Output the full listing below exactly, without the pictures.

### MATERIAL:
· · · · · · ·

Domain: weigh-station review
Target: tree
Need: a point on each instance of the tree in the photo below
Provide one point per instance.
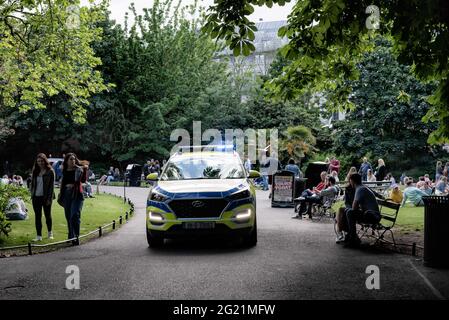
(296, 143)
(45, 50)
(386, 121)
(328, 38)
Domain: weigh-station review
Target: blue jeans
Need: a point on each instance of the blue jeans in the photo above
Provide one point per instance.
(72, 210)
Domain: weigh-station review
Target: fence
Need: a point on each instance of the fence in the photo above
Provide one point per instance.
(121, 219)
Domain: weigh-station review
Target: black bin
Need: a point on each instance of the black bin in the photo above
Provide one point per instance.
(300, 186)
(313, 172)
(436, 231)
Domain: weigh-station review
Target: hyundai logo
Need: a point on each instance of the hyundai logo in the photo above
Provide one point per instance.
(197, 204)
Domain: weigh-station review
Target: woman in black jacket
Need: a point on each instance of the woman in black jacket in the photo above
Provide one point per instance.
(381, 170)
(42, 193)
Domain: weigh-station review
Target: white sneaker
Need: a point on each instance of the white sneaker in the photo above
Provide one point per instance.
(340, 237)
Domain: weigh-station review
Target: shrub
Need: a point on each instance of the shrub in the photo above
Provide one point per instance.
(7, 192)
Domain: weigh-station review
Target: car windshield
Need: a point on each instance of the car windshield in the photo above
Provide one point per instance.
(203, 167)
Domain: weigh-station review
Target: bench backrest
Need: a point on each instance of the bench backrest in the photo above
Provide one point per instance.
(388, 210)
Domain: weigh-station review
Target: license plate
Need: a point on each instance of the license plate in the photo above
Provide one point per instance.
(198, 225)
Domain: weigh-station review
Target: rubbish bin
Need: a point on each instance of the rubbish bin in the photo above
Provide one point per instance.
(436, 231)
(313, 173)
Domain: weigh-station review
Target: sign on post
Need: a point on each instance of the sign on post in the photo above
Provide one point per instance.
(283, 189)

· · · · · · ·

### FINAL RESULT:
Domain: weigh-station review
Target: tree
Need: a point on each instance of the tree in the photo below
Provide one point per instance.
(296, 143)
(45, 50)
(386, 121)
(328, 38)
Domain: weigh-station review
Target: blue jeans
Need: a point on each instance of the blue jeans in the photo above
Provide one point per instance.
(72, 210)
Domain: weigh-station review
Target: fence
Need: a point on each instance of the fence in the photo above
Provide one point per instance.
(121, 219)
Domain: weigh-station review
Target: black bin
Need: a point on each instance of the black bin in the photo above
Provide one point per instance.
(300, 186)
(313, 172)
(436, 231)
Domain: weigh-station review
Target: hyundai logo
Need: a point on each instance of the hyundai logo in the photo above
Provide one point per instance.
(197, 204)
Domain: weigh-station review
Target: woman in black jacket
Need: a point on each instance of the woman in black jacket in the photo above
Provide one point per instance.
(381, 170)
(42, 193)
Domain: weigh-station review
Target: white sneaker
Need: a point on each instance of the white sneaker in the photo above
Provide one point per instance.
(340, 237)
Domain: weigh-station review
Target: shrub
Need: a point on each instance of the shrub in the photo above
Provide one point per instance.
(7, 192)
Domain: weigh-station review
Target: car windshield
Need: a point on each instance of the car windshield in the photo above
Provide one point per instance.
(203, 167)
Domain: weigh-station review
Target: bench backrest
Need: a point on each instance of the bench backrest in the photo above
Provide one point per instance.
(388, 210)
Domain: weigh-station review
Target: license plate
Need: a point on each instance of the license plate in the photo above
Provide one point per instance.
(198, 225)
Domain: weigh-station review
Target: rubbish bin
Need: a point on each instance of the rubbish bin in the photo above
Provide one point per instance.
(436, 231)
(313, 173)
Domain: weigh-station review
Target: sign on post
Need: a point on each instance of the sign on post in the photo above
Provide one point per instance.
(283, 189)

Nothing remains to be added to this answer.